WHAT YOU SHOULD DO -
Copy the entries below exactly. Images do not belong in the copy.

RECORDED INFORMATION -
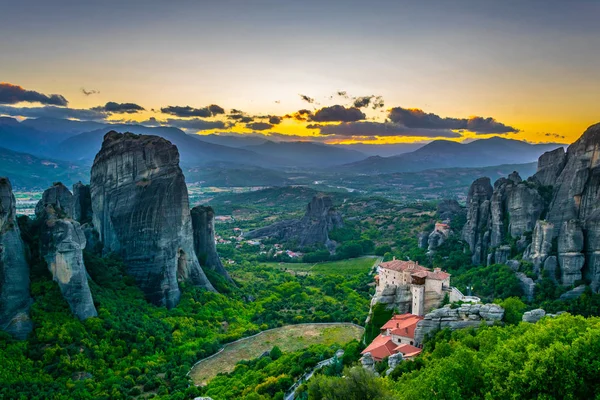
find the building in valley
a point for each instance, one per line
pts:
(397, 336)
(418, 288)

FINAL RESULT -
find the building in valley
a point for each instance, one per line
pts:
(397, 336)
(418, 288)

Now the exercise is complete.